**Aim of the task**
Reproduce exactly the lines from the one containing "point: large hoop" through the last line of the records below, both included, and nothing else.
START Stored rows
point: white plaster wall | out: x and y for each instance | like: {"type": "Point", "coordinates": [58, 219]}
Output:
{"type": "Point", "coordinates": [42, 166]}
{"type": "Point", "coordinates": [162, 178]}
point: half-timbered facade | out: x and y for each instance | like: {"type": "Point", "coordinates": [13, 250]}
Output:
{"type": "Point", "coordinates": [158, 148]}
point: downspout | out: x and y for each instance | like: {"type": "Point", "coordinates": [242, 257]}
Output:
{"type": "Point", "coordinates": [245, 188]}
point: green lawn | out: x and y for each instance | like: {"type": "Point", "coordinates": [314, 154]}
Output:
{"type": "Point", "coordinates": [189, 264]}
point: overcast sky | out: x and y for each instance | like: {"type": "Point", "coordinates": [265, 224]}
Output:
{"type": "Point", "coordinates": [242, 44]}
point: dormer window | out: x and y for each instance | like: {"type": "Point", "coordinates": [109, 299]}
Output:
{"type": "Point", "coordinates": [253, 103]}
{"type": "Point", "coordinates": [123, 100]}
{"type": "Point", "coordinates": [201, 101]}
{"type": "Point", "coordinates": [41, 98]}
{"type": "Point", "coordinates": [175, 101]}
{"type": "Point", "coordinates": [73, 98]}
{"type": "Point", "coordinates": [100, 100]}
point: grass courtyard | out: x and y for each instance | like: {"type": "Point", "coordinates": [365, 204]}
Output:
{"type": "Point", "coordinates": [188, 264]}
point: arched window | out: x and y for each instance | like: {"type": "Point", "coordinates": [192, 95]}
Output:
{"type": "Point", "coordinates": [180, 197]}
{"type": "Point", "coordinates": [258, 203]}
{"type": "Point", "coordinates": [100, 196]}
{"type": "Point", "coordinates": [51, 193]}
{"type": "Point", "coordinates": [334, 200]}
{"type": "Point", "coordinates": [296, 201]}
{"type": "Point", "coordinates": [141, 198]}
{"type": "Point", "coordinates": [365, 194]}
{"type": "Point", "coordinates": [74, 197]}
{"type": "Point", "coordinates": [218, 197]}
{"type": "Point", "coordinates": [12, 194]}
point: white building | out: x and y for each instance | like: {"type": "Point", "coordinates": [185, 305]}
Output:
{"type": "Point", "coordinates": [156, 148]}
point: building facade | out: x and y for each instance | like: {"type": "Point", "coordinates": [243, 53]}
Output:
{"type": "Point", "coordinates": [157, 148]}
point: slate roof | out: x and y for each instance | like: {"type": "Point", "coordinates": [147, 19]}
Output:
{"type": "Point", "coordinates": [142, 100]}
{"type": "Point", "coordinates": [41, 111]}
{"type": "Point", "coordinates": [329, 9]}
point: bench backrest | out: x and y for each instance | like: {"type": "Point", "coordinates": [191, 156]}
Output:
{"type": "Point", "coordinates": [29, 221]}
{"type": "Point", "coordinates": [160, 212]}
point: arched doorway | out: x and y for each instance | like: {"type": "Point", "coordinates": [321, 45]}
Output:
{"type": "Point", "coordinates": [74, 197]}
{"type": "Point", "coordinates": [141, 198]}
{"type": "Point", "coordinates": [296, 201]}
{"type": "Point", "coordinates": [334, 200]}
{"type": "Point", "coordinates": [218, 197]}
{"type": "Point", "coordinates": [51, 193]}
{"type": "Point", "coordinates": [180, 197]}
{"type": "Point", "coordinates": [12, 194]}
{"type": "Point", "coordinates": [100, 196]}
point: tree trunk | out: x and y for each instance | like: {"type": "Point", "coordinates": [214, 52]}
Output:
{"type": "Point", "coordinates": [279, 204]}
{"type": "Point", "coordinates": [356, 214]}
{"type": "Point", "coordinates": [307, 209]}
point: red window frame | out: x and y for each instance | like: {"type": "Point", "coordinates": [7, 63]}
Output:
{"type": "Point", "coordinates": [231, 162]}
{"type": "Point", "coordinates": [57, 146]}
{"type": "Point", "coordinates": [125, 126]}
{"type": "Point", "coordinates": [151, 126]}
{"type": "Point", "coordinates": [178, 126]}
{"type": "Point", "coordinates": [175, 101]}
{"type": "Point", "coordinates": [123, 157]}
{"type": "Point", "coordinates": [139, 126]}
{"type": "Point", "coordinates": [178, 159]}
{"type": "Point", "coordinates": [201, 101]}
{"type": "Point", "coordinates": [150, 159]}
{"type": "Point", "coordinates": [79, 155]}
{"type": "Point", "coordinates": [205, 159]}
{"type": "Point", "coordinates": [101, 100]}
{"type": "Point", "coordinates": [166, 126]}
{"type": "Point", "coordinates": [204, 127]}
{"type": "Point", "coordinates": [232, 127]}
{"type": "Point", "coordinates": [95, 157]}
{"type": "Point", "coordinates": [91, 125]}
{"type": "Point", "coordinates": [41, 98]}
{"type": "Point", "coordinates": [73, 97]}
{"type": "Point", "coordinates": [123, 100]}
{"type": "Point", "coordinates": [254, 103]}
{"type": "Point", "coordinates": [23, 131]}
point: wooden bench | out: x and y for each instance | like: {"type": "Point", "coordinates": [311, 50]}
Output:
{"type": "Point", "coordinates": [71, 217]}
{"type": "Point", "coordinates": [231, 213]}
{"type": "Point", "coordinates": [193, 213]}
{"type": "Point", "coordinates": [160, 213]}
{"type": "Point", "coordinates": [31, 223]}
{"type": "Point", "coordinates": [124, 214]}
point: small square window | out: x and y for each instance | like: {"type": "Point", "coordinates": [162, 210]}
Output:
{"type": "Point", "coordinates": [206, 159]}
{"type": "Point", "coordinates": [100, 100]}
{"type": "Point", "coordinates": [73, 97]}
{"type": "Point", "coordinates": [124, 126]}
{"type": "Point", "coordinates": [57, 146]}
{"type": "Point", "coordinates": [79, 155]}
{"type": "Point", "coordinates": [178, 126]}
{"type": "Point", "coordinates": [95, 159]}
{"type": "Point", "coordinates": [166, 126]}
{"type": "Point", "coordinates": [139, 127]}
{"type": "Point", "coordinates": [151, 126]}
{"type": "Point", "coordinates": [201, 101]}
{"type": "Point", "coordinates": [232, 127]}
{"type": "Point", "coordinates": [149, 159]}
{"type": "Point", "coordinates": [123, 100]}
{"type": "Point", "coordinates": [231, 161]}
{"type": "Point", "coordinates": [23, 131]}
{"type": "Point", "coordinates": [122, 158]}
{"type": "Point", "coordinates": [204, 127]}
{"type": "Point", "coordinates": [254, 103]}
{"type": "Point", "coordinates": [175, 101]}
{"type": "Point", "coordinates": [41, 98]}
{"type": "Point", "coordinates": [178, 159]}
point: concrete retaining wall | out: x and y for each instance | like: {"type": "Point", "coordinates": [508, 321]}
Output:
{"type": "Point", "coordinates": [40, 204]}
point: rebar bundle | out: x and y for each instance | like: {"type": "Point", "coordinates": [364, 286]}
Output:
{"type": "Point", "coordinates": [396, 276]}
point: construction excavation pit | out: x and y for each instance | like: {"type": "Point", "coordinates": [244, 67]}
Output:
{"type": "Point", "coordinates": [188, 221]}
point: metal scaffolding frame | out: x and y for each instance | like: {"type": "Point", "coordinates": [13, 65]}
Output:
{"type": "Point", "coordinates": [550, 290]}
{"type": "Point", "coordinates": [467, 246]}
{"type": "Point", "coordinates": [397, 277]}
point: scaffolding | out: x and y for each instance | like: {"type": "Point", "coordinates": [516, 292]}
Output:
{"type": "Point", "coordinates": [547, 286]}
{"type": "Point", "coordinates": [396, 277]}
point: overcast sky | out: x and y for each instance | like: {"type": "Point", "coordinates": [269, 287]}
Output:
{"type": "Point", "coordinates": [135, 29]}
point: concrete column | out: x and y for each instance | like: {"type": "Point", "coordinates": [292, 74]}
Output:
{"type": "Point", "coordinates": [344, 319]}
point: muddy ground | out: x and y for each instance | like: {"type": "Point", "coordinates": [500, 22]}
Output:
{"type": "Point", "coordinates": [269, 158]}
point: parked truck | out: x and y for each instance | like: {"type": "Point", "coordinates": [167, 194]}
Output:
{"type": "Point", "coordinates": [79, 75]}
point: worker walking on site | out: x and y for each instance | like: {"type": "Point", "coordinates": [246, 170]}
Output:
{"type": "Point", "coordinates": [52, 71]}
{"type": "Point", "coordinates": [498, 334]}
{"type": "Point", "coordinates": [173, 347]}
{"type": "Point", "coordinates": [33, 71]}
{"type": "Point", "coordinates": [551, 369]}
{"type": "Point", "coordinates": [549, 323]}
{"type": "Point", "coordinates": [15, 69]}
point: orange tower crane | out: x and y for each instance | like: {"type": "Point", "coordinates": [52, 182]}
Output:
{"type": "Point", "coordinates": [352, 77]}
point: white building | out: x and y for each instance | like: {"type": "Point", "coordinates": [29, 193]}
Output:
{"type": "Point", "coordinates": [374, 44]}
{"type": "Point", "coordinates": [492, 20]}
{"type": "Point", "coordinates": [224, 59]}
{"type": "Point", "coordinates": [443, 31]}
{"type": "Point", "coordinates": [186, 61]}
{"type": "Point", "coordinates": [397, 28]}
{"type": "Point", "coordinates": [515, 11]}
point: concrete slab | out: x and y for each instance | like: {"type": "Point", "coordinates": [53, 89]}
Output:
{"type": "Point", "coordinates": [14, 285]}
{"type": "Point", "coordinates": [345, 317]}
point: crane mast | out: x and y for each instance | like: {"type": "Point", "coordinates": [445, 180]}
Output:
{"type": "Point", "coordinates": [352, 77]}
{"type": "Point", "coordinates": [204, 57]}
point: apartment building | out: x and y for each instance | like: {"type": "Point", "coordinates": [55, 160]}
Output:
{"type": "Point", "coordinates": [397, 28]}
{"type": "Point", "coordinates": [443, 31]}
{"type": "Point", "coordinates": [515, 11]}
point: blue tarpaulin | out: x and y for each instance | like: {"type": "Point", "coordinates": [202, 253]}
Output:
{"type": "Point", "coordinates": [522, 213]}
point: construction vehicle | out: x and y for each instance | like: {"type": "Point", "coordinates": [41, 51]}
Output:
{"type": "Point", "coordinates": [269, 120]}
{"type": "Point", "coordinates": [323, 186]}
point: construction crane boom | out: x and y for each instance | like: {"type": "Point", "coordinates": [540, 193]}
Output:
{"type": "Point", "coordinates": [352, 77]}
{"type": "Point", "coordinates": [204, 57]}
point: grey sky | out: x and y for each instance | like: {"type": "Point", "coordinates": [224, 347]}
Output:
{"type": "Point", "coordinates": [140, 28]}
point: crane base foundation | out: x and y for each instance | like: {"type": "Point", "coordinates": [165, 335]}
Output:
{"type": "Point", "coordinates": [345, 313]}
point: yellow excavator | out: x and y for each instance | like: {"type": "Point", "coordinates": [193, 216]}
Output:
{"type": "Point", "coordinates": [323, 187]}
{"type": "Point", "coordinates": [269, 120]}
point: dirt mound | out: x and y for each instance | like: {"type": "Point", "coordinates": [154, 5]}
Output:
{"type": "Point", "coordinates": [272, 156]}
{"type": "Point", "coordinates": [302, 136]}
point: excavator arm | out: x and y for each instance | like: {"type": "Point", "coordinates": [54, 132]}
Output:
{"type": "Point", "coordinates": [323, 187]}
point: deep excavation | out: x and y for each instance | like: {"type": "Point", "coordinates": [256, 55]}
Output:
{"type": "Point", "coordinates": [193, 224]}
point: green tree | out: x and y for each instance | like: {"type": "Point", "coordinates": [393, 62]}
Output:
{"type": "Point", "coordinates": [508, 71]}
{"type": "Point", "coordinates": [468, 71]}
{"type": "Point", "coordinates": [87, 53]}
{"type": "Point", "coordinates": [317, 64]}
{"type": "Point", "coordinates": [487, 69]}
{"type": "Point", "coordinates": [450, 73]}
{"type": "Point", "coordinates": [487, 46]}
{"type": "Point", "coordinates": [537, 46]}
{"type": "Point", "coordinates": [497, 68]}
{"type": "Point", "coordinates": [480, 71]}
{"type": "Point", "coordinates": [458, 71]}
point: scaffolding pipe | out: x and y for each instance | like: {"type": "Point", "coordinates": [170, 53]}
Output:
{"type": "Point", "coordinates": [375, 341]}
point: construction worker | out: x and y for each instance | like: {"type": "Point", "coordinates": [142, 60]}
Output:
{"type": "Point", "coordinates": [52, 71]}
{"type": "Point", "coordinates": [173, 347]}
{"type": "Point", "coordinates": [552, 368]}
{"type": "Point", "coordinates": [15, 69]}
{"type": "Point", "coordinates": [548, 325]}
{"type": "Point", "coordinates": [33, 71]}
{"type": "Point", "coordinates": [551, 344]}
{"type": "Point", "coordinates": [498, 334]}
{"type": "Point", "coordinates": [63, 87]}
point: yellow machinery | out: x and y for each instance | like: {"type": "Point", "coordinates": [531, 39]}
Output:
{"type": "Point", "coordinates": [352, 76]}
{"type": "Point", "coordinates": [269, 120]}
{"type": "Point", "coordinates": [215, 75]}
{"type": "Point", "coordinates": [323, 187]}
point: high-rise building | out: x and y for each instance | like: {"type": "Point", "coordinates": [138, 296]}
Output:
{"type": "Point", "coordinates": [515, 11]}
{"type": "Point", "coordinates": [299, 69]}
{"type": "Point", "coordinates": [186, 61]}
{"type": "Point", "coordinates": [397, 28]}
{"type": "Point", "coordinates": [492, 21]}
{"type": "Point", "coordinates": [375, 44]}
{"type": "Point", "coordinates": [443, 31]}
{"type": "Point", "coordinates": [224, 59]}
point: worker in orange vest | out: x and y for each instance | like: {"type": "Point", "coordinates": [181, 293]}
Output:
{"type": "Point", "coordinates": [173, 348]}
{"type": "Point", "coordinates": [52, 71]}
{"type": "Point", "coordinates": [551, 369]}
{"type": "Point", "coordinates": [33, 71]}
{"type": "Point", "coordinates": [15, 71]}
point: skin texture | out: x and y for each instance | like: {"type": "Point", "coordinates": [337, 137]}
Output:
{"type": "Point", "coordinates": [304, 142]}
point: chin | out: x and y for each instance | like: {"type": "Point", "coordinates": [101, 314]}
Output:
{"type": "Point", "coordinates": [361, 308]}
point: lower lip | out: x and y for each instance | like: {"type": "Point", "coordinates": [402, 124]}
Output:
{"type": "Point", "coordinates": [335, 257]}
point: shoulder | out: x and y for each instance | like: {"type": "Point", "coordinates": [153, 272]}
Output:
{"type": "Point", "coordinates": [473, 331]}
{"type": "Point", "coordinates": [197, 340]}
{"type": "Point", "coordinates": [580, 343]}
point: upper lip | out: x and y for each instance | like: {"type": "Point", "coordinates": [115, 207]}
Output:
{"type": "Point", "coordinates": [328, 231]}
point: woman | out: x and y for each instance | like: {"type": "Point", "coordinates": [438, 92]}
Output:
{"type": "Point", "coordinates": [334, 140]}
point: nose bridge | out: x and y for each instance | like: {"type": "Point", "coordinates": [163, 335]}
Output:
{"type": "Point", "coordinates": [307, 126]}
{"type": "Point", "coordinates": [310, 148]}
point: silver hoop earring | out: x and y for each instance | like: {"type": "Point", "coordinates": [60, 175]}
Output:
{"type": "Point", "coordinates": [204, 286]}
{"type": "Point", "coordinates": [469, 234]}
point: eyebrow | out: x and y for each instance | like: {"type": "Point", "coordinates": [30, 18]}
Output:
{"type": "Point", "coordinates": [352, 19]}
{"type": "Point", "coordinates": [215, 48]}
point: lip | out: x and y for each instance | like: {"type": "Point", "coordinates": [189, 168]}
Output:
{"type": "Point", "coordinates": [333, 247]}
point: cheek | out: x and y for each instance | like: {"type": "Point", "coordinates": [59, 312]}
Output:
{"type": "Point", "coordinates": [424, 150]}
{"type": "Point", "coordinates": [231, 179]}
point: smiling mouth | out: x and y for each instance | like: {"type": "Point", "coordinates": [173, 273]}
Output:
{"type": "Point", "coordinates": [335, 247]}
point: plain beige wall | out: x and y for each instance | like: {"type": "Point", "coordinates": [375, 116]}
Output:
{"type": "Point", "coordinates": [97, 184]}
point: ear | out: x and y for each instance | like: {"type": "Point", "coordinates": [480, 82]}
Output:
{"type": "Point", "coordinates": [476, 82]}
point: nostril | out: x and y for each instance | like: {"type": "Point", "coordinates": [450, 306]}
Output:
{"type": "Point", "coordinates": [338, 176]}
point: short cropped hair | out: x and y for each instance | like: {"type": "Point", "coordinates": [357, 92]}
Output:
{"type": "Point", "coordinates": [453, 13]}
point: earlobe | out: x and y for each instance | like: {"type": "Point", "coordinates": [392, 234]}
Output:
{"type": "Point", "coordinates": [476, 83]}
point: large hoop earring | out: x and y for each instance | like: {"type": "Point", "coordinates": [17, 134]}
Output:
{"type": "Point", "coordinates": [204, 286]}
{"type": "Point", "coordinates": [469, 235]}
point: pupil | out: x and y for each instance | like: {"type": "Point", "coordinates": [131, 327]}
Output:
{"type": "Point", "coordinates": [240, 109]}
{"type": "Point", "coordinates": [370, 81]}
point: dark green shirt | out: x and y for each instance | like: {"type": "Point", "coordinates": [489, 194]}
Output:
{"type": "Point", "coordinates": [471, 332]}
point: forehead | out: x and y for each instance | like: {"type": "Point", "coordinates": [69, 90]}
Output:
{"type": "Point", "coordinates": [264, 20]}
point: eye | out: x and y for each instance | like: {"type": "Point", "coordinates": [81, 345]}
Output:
END Stored rows
**The reply**
point: large hoop earring | out: x and y for each instance | like: {"type": "Point", "coordinates": [17, 134]}
Output:
{"type": "Point", "coordinates": [204, 286]}
{"type": "Point", "coordinates": [469, 235]}
point: pupil | out: x and y for each instance | like: {"type": "Point", "coordinates": [131, 327]}
Output:
{"type": "Point", "coordinates": [240, 109]}
{"type": "Point", "coordinates": [370, 81]}
point: dark green shirt | out: x and y for each instance | like: {"type": "Point", "coordinates": [489, 194]}
Output:
{"type": "Point", "coordinates": [471, 332]}
point: forehead | out: x and y for each instance | like: {"type": "Point", "coordinates": [69, 90]}
Output:
{"type": "Point", "coordinates": [264, 20]}
point: eye | out: x and y for each instance | like: {"type": "Point", "coordinates": [81, 345]}
Output:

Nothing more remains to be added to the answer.